Beginning at the line that contains "Tag dark hair.", write out every line down to the end of the records, with both ends kept and nothing added.

* Source data
━━━━━━━━━━━━━━━━━━━━━━━━━━━━━━

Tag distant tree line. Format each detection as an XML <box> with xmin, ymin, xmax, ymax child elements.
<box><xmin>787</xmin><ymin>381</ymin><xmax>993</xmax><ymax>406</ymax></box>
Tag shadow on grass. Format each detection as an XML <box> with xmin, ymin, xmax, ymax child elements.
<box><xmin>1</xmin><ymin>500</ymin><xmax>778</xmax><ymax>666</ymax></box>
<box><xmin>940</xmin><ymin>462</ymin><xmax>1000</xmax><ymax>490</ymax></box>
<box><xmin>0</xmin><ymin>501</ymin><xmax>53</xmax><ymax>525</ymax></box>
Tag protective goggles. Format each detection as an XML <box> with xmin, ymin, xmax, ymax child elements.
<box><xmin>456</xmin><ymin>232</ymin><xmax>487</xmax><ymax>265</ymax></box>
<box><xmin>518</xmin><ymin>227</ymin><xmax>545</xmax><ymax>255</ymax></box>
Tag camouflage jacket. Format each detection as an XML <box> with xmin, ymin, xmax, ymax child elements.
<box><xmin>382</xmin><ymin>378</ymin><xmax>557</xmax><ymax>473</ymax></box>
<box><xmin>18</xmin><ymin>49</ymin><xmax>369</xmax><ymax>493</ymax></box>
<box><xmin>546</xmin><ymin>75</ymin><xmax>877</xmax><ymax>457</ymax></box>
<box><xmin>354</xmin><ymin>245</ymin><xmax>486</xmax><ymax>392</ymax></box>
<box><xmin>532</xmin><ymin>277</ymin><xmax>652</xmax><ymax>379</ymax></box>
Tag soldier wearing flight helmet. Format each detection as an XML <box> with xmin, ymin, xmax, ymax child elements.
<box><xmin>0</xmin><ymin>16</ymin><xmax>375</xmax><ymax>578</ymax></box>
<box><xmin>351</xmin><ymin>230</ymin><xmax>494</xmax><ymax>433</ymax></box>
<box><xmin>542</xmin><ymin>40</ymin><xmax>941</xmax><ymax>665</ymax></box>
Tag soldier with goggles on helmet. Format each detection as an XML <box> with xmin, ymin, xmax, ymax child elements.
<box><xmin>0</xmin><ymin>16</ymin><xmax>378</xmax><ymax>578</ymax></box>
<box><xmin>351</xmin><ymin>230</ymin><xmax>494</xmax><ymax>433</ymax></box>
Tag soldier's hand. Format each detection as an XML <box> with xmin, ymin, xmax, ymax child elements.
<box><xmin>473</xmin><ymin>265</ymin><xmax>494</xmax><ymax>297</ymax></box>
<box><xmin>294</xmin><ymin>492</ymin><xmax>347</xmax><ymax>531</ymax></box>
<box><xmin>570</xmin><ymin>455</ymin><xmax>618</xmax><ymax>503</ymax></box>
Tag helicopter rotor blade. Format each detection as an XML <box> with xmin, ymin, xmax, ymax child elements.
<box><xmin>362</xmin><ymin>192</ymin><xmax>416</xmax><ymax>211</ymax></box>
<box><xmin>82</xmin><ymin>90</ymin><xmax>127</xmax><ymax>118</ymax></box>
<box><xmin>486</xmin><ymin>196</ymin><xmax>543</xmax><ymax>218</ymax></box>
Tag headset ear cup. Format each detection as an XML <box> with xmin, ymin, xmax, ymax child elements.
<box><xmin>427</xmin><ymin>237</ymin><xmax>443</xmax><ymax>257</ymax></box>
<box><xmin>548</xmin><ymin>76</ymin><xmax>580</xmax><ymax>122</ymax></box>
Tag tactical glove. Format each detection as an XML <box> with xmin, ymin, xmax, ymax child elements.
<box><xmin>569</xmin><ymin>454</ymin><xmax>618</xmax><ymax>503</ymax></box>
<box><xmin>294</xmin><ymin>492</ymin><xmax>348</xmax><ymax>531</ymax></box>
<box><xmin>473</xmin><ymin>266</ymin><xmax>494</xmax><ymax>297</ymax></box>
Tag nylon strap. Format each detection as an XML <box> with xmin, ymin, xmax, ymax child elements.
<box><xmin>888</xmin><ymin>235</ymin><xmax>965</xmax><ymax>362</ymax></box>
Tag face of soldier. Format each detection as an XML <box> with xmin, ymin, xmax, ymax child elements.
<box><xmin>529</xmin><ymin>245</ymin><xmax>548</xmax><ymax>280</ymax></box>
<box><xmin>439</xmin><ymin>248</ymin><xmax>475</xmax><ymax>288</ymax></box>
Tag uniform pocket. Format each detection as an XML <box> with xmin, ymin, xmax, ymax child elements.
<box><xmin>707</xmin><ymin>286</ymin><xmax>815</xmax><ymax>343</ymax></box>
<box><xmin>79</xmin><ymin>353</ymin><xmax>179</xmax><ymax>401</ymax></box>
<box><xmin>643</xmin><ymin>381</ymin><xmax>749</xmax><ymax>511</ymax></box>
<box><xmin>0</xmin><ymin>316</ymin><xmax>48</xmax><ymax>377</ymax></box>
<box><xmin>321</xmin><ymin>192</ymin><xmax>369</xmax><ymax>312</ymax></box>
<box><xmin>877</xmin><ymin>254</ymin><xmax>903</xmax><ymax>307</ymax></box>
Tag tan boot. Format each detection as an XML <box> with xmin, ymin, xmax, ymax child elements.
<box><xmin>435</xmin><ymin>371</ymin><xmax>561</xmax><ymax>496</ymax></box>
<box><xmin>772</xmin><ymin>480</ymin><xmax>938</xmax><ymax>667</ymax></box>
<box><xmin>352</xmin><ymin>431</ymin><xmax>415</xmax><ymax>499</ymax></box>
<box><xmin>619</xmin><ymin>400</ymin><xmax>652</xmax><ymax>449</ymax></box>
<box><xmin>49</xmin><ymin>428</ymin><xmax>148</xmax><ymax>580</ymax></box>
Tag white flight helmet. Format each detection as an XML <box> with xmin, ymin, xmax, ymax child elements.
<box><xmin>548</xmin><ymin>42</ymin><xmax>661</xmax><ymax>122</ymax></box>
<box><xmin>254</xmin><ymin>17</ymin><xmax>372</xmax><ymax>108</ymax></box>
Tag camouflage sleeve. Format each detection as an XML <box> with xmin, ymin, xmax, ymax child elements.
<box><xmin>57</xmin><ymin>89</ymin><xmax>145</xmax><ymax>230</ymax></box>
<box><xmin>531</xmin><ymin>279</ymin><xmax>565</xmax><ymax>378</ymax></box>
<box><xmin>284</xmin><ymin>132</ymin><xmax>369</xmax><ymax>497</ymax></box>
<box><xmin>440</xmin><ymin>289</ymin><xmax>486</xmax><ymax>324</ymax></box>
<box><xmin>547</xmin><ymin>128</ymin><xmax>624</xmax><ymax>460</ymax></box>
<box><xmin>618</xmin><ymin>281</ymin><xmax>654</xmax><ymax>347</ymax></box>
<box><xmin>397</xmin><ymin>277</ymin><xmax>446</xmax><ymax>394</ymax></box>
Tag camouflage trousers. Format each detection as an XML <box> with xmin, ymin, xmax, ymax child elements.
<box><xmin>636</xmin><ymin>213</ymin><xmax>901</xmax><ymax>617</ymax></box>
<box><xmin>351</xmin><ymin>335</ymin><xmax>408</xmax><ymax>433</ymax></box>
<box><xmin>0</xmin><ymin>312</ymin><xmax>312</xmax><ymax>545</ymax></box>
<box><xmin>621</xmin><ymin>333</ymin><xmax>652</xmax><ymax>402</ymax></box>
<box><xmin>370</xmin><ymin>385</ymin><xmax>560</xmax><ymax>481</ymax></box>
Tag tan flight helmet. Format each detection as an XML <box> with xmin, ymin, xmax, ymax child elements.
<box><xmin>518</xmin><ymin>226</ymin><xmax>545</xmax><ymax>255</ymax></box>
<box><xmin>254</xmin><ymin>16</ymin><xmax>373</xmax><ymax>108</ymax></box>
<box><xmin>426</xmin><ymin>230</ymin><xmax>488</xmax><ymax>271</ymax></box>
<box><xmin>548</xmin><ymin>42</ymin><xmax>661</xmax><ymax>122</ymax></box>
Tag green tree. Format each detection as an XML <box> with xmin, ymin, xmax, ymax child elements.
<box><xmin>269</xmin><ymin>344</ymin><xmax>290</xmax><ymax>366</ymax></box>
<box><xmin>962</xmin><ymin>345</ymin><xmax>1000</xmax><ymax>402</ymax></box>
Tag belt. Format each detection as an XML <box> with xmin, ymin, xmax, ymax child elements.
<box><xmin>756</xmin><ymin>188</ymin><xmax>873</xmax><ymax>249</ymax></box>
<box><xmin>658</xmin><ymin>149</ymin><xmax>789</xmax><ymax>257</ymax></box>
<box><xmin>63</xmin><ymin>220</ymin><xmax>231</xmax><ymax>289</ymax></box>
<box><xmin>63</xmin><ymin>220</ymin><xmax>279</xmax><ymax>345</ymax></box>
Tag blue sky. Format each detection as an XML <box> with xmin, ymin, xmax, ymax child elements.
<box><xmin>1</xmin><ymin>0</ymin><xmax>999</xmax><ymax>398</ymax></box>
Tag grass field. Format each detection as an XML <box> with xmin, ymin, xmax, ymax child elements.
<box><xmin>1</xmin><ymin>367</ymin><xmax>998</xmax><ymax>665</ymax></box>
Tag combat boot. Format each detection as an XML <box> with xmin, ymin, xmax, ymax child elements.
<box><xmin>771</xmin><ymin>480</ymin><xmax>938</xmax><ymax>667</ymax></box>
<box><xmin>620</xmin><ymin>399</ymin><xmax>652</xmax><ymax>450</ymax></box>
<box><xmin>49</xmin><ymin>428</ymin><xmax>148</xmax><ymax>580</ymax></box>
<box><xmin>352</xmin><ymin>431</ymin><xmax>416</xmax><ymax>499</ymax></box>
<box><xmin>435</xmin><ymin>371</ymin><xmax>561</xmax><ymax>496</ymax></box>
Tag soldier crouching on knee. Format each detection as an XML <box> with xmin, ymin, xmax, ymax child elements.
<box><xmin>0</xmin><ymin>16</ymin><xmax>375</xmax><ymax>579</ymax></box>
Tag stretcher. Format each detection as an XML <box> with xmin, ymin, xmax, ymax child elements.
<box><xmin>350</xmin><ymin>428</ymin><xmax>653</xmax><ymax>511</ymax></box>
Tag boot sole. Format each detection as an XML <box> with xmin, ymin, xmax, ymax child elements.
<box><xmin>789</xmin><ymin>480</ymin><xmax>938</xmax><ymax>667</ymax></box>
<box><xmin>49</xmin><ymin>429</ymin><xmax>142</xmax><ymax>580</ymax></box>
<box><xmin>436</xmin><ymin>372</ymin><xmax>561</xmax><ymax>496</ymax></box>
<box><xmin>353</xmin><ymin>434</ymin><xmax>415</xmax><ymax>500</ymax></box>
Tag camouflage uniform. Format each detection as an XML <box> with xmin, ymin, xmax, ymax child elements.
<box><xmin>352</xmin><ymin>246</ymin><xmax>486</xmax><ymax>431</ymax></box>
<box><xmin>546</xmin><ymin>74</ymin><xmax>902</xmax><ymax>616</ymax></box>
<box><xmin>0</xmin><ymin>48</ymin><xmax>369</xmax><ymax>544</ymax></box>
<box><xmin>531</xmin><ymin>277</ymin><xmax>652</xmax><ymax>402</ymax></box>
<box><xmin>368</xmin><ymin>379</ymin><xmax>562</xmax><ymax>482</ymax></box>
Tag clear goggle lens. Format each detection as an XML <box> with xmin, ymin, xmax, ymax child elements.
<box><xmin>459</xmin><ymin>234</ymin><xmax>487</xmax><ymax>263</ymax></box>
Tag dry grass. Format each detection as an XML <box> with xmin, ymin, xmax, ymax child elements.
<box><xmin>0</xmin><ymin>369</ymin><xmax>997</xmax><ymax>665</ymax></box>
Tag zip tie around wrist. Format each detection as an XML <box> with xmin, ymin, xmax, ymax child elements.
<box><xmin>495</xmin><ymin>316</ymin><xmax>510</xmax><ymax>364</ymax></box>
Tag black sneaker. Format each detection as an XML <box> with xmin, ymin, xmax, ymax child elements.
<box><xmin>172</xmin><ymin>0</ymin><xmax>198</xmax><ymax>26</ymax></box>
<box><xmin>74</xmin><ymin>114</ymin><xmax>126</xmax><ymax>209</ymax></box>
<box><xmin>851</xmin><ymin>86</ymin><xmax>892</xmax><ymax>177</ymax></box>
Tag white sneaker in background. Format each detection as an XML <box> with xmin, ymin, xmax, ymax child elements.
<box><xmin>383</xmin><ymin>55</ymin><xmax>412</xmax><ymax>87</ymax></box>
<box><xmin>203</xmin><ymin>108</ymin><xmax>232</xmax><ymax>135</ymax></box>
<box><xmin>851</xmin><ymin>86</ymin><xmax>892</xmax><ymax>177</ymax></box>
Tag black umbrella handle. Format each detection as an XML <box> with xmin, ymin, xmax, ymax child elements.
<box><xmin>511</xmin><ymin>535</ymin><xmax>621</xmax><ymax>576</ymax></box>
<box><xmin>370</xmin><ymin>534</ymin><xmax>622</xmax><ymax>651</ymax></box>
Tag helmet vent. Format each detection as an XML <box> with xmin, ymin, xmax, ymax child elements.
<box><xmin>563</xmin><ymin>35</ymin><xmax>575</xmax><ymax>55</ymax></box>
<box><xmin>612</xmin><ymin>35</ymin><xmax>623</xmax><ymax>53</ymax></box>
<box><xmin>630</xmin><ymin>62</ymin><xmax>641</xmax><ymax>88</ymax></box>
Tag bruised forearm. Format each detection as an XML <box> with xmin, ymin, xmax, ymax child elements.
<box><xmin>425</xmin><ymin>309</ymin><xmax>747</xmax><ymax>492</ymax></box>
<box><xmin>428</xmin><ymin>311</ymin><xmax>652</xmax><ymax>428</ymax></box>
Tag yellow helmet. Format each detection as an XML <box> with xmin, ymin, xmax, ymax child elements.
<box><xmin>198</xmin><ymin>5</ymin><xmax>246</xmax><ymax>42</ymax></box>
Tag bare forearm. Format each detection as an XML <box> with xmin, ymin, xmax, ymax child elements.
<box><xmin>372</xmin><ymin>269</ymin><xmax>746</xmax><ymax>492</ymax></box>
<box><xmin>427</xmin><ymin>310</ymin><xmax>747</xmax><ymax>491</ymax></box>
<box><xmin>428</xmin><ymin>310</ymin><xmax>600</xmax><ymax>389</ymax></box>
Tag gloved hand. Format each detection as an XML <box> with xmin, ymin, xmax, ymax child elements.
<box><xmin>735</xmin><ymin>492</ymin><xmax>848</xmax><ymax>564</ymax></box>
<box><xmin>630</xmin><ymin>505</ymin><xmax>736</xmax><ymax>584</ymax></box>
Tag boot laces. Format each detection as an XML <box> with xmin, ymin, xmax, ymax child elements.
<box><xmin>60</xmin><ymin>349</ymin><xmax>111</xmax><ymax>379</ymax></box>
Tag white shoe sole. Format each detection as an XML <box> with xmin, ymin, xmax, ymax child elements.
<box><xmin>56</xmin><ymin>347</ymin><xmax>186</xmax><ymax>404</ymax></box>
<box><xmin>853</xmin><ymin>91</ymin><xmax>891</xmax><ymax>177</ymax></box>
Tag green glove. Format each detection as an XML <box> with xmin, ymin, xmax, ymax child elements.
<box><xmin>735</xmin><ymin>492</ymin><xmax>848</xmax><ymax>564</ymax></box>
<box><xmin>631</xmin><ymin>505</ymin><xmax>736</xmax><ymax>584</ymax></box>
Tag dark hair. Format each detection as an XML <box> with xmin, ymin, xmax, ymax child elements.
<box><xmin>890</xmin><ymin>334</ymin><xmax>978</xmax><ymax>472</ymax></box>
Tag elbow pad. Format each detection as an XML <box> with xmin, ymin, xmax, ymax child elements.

━━━━━━━━━━━━━━━━━━━━━━━━━━━━━━

* Expected answer
Tag dark hair. Format each detection as an XML <box> with xmin, ymin, xmax, ymax child elements.
<box><xmin>890</xmin><ymin>334</ymin><xmax>978</xmax><ymax>472</ymax></box>
Tag elbow pad. Format each detection as an XML <box> with xmin, ymin, xmax, ymax child elements.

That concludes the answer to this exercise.